How many of the lines in the data contain "instance"? Give only the number.

━━━━━━━━

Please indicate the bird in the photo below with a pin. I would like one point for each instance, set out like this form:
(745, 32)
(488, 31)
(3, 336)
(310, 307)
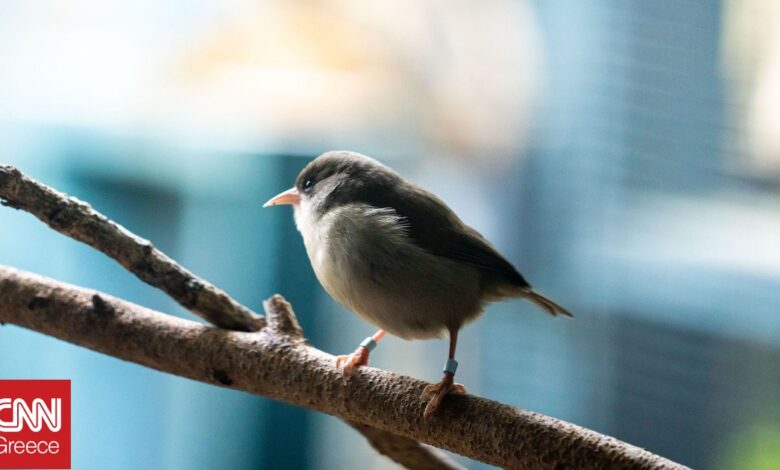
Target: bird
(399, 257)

━━━━━━━━

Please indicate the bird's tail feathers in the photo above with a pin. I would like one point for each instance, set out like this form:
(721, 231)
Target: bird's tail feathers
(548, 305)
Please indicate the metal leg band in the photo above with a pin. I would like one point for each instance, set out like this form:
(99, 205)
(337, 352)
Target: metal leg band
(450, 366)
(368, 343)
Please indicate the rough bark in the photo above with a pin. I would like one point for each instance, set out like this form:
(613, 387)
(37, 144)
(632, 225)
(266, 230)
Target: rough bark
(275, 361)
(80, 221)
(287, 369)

━━━━━━━━

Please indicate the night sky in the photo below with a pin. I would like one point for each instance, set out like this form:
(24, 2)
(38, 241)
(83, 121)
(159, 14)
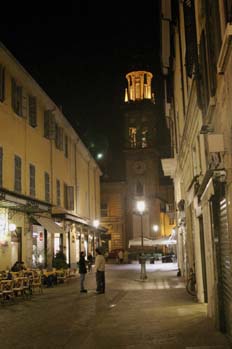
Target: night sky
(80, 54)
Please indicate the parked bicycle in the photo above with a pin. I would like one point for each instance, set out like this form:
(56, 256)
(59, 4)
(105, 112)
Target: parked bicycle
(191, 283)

━━━━━━━━

**FINISHED EXERCISE**
6